Exercise => Can you set down every line of the data below, word for word and unchanged?

Dataset records =>
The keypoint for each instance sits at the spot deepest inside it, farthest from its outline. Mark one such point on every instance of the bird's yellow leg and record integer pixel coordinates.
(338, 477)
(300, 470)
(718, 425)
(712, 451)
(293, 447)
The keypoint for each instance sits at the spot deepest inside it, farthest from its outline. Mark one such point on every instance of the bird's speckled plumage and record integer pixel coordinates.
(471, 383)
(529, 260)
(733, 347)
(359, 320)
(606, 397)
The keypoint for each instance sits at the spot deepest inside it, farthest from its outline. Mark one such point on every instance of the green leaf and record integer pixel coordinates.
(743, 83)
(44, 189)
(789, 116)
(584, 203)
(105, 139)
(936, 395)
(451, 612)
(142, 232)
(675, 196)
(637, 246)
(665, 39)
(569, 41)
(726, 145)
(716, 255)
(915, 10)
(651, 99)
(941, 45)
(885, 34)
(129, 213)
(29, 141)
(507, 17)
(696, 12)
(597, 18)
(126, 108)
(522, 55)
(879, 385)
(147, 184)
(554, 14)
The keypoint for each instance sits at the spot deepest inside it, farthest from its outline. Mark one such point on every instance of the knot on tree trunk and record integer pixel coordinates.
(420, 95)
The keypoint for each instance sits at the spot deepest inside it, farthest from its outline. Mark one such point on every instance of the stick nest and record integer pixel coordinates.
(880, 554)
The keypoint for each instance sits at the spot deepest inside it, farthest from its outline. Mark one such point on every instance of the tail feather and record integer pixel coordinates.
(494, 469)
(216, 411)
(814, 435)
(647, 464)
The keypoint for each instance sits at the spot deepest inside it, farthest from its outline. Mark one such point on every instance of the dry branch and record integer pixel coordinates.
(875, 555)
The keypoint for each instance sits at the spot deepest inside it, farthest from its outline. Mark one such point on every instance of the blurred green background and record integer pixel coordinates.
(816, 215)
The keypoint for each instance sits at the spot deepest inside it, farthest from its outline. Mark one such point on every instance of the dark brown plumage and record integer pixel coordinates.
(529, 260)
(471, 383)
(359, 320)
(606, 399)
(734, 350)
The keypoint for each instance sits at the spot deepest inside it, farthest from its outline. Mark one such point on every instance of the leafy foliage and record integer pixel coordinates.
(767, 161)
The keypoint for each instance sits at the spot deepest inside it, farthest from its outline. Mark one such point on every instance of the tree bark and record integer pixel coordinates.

Final result =>
The keypoint for each instance sits at the spot deepest inside it, farthest from its outline. Mark one such point on every instance of the bird's yellow leg and record integer pixel coordinates.
(338, 477)
(300, 470)
(718, 425)
(712, 451)
(293, 447)
The keypoint for each instance sits at the spot deepest inside it, farthest from its outline. Mark one such point on every instance of the bird's speckled plumage and record integer pixel coordinates.
(471, 383)
(529, 260)
(733, 347)
(359, 320)
(606, 397)
The keypoint for each instance sits at the spot deepest inside it, farthest from its outline. Mark one such point on every instance of the green leaf and record integer pixel coordinates.
(743, 83)
(44, 189)
(789, 116)
(584, 203)
(105, 139)
(936, 395)
(451, 612)
(142, 232)
(675, 196)
(637, 246)
(665, 39)
(569, 41)
(726, 145)
(716, 255)
(915, 10)
(651, 99)
(941, 45)
(885, 34)
(129, 213)
(29, 141)
(507, 17)
(696, 12)
(597, 18)
(126, 108)
(522, 55)
(879, 385)
(147, 184)
(554, 14)
The keypoint for each instance sits at the spot deepest inside it, farthest from its outline. Mark one such point on every instance of the knot on tree trunk and record integer pixel coordinates.
(420, 95)
The keypoint for each instance sits at the spot deepest inside it, farthest from its outline. Mark one such point on every instance of the stick nest and record integer pixel coordinates.
(880, 554)
The keypoint for each instance sits at the spot deepest inside it, farthest from its outline. Mark one such point on every instance of the tail feather and record integer pixel coordinates.
(494, 469)
(216, 411)
(814, 435)
(647, 464)
The keypoint for each instance sits at the spot deepest inside it, farthest from its outline. Mark one such point on every instance of the dry branch and record integer pixel coordinates.
(875, 555)
The keypoint for each instance sits at the spot deepest inside it, farthest from its outline. Mark one such point on every instance of the blurred green background and record integer pixel coordinates.
(816, 215)
The keypoint for each instance sits at the spot deepest inside it, farthest from its outline. Mark one such point on every instance of the dark brown plumage and record integer pixel coordinates.
(529, 260)
(471, 383)
(359, 320)
(606, 399)
(734, 350)
The keypoint for each instance sits at the spot deepest inside it, farthest from its outline. Mark one such point on every instance of the leafy foliage and record integer pixel coordinates.
(767, 161)
The keypoint for each instance sits at the spot deepest inside it, farthest from its outline. Mark one such point on every instance of the tree bark and record integer pixel coordinates.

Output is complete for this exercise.